▶ [PROVIDED TEXT]:

++++

These days the name Miliband is most associated in the popular mind with the young wonks currently overseeing the bumbling demise of the British Labour Party. But there was a time not so long ago that Miliband was a name to conjure with. Ralph Miliband was one the leading lights of postwar British Marxism. He was a fighter of good fights, whether defending a reasonable and humanistic brand of Marxist theory or in standing up for the rights of radical students at the LSE in the 1960s (whereby he compromised his own position there).
There is certainly something appropriate about Verso’s reissuing of some of Miliband’s most important essays. Originally published in 1983 under the title Class Power and State Power, this new edition bears the updated title Class War Conservatism and is, like its predecessor, eminently well-timed. In these days when the tide of Marxist theory has ebbed and when the Labour Party has shown itself incapable of turfing out the dismal mediocrity that is David Cameron and his cohort, it is perhaps worthwhile to cast an eye back to an earlier era.
From the perspective of the left, the decade of the 1960s was a remarkable time. The death of Stalin and Khrushchev’s secret speech at the 20th Party Congress of the CPSU (the content of which became common knowledge in the summer of 1956) created hopes, however fleeting, that the long nightmare of repression in the Soviet Union might be coming to an end. But within months these hopes were rudely crushed, as Soviet tanks rolled into Budapest to crush the nascent Hungarian revolution.
For many on this left this was a time of great, if very much belated, disillusionment. Yet it also created a space for new intellectual developments. In West Germany, where the proximity of the GDR had long previously extinguished most of the misplaced idealism about Stalinism, the work of unorthodox Marxists such as Theodor Adorno and Herbert Marcuse began to be taken up by a new generation of scholars and activists who would build it into the radicalism of the extra-parliamentary opposition. In France, the nascent framework of structuralism was built into a new, scientifically oriented interpretation of Marxism in the work of Louis Althusser, Etienne Balibar, Nicos Poulantzas, and others.
It is tempting to look at the 1960s in Great Britain as something of a golden era. There was renewed prosperity after the austere 1950s. For the radical left in Great Britain, the year 1956 had been a watershed. The Soviet invasion of Hungary had dealt a heavy blow to the CPGB, extinguishing in all but the most one-eyed ideologues any shred of credibility in Soviet communism. At the same time, the intervention of British and French forces in the Suez crisis constituted a start reminder that the era of European imperialism had not yet come to an end.
The second half of the 1950s had seen significant intellectual ferment on the left. The disintegration of the Communist Party Historians Group allowed a number of important scholars (Eric Hobsbawm, E. P. Thompson, John Saville, Christopher Hill, Rodney Hilton, Victor Kiernan, and others) to pursue historical study and writing freed from the yoke of communist ideological orthodoxy. Thompson and Hill paved the path of their departure from the CPGB by initiating publication of The Reasoner, a journal devoted to open criticism of the Communist Party.

++++

▶ [RECORDED INFORMATION]:
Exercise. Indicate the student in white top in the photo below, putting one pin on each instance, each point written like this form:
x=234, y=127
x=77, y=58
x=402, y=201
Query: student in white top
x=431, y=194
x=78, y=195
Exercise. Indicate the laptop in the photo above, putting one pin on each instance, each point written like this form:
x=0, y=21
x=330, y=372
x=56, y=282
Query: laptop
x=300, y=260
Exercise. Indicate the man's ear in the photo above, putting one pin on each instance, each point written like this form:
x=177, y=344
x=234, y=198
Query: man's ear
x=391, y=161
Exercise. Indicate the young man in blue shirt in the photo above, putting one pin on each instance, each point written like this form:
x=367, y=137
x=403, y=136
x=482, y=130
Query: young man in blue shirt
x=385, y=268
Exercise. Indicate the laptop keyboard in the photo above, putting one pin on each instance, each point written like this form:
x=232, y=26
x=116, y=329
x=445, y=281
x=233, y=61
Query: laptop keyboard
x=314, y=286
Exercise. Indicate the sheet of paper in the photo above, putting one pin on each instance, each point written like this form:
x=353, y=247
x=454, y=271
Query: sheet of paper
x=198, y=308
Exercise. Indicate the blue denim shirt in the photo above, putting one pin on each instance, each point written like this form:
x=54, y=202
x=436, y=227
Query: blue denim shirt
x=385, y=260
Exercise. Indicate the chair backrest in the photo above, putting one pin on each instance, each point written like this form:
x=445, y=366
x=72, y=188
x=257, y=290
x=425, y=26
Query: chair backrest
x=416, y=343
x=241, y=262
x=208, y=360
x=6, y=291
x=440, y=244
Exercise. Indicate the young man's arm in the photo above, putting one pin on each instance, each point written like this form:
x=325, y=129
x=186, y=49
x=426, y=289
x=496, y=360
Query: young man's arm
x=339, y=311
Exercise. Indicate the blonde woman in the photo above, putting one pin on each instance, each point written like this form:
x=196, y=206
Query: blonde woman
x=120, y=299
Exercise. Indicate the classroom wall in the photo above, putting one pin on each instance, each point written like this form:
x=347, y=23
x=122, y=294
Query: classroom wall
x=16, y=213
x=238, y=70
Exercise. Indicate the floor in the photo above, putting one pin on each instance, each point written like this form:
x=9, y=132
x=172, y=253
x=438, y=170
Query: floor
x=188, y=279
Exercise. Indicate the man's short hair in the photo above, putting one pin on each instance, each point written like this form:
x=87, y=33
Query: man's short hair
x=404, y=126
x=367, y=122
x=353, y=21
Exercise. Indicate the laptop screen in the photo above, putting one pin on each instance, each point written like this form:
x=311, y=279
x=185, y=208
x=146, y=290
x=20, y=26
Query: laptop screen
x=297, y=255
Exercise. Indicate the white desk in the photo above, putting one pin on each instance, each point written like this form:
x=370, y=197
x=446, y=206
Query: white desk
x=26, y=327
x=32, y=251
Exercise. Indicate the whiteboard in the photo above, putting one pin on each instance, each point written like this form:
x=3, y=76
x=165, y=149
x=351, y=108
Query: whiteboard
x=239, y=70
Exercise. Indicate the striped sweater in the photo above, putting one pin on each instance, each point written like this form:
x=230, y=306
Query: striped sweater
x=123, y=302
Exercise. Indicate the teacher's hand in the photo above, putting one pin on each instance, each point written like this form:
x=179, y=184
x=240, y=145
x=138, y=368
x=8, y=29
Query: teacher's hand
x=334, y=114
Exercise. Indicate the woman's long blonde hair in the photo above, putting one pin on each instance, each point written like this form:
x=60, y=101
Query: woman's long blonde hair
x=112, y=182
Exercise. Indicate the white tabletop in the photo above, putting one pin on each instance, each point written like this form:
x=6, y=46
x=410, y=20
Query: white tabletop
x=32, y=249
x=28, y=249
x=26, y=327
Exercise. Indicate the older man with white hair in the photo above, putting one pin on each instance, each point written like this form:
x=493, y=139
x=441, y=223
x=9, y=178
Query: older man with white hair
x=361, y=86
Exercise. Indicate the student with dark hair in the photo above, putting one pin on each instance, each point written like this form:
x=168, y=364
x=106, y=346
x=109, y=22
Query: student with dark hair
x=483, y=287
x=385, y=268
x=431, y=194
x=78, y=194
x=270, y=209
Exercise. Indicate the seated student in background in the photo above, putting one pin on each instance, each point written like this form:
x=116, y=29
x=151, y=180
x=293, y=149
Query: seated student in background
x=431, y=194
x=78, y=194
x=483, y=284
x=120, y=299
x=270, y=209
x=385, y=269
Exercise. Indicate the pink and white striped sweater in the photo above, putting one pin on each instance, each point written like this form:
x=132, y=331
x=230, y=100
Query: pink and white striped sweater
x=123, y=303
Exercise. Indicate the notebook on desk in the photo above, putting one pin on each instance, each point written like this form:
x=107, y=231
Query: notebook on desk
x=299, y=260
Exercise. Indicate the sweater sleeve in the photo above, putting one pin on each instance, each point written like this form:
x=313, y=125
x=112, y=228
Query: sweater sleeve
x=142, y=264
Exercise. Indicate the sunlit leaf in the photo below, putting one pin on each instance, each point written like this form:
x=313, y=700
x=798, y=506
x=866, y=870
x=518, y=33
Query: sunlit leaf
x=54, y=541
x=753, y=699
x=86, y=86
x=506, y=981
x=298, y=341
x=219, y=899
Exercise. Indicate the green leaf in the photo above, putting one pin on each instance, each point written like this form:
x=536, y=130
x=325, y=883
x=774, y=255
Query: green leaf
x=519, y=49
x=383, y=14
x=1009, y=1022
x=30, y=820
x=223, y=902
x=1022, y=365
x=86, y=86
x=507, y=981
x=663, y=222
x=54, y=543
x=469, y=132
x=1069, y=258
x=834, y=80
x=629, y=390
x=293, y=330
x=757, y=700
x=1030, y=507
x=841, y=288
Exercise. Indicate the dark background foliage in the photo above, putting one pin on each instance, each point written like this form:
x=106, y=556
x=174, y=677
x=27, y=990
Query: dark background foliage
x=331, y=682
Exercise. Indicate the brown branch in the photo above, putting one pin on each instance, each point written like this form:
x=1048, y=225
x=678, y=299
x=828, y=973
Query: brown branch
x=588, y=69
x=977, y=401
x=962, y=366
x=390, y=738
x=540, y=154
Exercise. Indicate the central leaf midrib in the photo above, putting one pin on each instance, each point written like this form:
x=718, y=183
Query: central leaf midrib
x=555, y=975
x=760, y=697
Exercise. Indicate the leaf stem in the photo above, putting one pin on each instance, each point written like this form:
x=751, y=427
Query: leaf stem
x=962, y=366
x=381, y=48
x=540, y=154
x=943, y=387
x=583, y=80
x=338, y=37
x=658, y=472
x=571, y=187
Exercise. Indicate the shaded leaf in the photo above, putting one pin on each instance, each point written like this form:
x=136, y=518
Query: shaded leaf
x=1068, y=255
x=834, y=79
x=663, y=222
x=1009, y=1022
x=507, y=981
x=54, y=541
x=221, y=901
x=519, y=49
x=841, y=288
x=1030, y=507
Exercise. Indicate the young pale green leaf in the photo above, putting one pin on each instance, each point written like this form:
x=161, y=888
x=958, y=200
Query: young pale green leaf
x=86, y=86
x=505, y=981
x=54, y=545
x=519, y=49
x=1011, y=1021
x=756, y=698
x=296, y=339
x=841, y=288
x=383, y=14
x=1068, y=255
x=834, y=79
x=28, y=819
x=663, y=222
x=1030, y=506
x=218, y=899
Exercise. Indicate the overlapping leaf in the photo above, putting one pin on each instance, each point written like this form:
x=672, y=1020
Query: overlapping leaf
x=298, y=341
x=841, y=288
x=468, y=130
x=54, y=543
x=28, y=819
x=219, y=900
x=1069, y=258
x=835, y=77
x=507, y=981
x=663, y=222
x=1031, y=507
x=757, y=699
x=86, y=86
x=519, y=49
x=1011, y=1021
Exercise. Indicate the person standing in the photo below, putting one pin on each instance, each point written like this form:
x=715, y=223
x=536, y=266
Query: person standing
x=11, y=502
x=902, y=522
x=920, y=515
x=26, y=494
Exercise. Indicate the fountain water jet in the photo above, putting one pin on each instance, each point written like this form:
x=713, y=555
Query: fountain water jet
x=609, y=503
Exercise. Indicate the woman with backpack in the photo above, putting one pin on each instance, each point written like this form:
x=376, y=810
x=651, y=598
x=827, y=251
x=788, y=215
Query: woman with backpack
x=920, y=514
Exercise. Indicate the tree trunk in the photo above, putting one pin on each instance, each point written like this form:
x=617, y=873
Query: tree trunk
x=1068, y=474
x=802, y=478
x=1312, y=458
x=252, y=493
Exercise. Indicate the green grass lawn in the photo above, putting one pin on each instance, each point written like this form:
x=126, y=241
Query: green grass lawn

++++

▶ [PROMPT A]: In the Miliband review, reproduce the part that opens with the words containing "These days the" and closes with "own position there).", substituting "champion" for "fighter".
▶ [PROMPT B]: Which scholars does the Miliband review name in parentheses as freed by the disintegration of the Communist Party Historians Group?

▶ [CORRECT RESPONSE A]:
These days the name Miliband is most associated in the popular mind with the young wonks currently overseeing the bumbling demise of the British Labour Party. But there was a time not so long ago that Miliband was a name to conjure with. Ralph Miliband was one the leading lights of postwar British Marxism. He was a champion of good fights, whether defending a reasonable and humanistic brand of Marxist theory or in standing up for the rights of radical students at the LSE in the 1960s (whereby he compromised his own position there).

▶ [CORRECT RESPONSE B]:
- Eric Hobsbawm
- E. P. Thompson
- John Saville
- Christopher Hill
- Rodney Hilton
- Victor Kiernan